#### [出題]
以下の各行のうち、文字列「blurred」を含む行の数を数え、その数だけを答えよ。大文字と小文字は区別する。

#### [収集したデータの項目]

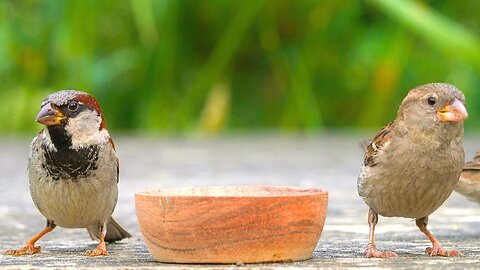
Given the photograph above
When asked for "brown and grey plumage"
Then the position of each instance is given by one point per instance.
(73, 170)
(412, 165)
(469, 183)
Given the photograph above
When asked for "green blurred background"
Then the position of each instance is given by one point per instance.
(181, 67)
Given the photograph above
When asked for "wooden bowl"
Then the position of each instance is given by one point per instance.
(247, 224)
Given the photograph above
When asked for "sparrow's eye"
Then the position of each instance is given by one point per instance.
(73, 106)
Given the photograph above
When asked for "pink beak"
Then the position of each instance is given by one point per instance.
(455, 112)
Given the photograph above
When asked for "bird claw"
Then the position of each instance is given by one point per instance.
(27, 249)
(437, 250)
(372, 252)
(101, 250)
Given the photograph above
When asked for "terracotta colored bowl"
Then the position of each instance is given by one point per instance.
(231, 224)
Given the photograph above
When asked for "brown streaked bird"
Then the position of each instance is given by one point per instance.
(469, 183)
(73, 170)
(412, 165)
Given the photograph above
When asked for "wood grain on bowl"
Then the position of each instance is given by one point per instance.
(231, 224)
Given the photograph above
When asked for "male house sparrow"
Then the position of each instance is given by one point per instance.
(73, 170)
(469, 182)
(412, 165)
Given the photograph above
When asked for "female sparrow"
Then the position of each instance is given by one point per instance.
(412, 165)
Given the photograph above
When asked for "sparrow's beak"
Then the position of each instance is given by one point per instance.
(49, 116)
(455, 112)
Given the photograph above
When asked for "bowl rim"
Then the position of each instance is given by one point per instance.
(280, 191)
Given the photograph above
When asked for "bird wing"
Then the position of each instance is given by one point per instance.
(118, 161)
(376, 144)
(473, 164)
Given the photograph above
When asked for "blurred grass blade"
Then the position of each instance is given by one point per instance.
(304, 106)
(145, 21)
(437, 29)
(221, 56)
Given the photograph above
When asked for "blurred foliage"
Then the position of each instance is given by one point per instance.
(177, 66)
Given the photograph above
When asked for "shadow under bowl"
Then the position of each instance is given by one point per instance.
(231, 224)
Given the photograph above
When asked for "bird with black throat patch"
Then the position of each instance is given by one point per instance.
(413, 164)
(73, 171)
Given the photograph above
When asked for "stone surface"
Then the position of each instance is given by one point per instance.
(330, 161)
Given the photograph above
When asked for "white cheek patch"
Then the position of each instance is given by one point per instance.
(84, 129)
(47, 141)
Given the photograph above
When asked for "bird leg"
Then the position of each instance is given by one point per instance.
(437, 249)
(372, 251)
(30, 247)
(101, 249)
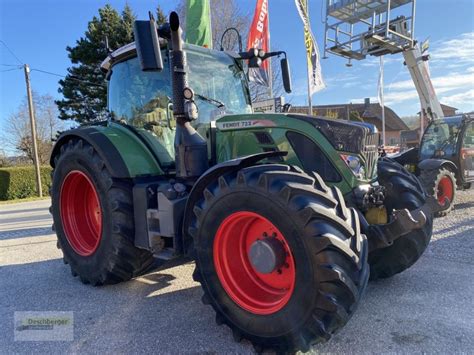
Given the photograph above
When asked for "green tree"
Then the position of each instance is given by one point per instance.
(84, 89)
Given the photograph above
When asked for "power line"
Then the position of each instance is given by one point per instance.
(4, 71)
(11, 52)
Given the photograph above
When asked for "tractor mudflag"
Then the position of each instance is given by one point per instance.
(198, 23)
(315, 78)
(259, 37)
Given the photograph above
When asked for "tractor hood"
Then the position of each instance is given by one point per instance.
(344, 136)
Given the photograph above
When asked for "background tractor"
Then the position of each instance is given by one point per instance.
(282, 213)
(444, 160)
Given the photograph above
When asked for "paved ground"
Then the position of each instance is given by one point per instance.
(429, 308)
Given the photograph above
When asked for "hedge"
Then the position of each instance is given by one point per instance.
(20, 182)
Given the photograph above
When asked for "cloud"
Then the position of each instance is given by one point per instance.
(460, 99)
(448, 81)
(455, 51)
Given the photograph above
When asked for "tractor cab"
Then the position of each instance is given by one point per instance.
(451, 139)
(143, 99)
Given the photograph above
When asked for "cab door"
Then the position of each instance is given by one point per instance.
(466, 156)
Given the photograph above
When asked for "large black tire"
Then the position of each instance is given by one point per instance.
(440, 183)
(115, 258)
(403, 190)
(324, 240)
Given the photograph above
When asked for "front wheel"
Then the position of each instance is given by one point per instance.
(403, 190)
(279, 256)
(441, 184)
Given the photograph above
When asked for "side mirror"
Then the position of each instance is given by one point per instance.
(285, 73)
(148, 45)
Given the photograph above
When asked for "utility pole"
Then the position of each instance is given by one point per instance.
(39, 188)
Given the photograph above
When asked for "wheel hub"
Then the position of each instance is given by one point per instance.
(81, 215)
(267, 255)
(254, 262)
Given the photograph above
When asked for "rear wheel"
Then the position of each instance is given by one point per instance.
(440, 183)
(93, 218)
(279, 256)
(403, 190)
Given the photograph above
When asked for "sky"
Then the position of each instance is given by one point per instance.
(38, 31)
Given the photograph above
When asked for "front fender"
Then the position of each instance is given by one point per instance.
(432, 164)
(211, 175)
(123, 152)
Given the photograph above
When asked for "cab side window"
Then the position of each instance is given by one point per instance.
(143, 100)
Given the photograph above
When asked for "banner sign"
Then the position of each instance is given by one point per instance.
(259, 38)
(312, 50)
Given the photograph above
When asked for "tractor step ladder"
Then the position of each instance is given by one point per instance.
(357, 28)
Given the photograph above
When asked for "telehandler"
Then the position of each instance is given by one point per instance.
(282, 213)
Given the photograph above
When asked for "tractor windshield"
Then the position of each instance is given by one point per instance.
(441, 138)
(215, 75)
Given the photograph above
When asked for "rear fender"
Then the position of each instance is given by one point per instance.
(123, 153)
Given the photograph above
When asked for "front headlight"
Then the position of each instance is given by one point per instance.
(354, 164)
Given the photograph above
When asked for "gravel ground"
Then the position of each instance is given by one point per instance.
(427, 309)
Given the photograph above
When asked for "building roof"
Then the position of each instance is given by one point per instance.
(369, 112)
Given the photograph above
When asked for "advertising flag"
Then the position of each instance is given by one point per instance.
(316, 82)
(259, 37)
(198, 23)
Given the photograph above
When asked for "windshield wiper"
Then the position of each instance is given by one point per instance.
(214, 102)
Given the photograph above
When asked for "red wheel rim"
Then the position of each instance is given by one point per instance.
(81, 215)
(445, 189)
(255, 292)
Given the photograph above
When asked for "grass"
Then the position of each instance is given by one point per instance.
(28, 199)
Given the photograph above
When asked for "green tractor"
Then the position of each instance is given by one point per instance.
(282, 213)
(445, 159)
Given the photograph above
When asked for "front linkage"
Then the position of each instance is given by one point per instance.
(402, 222)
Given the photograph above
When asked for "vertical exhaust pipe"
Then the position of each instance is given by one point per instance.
(190, 148)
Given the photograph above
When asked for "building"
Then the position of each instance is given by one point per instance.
(366, 112)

#### [正しい出力]
3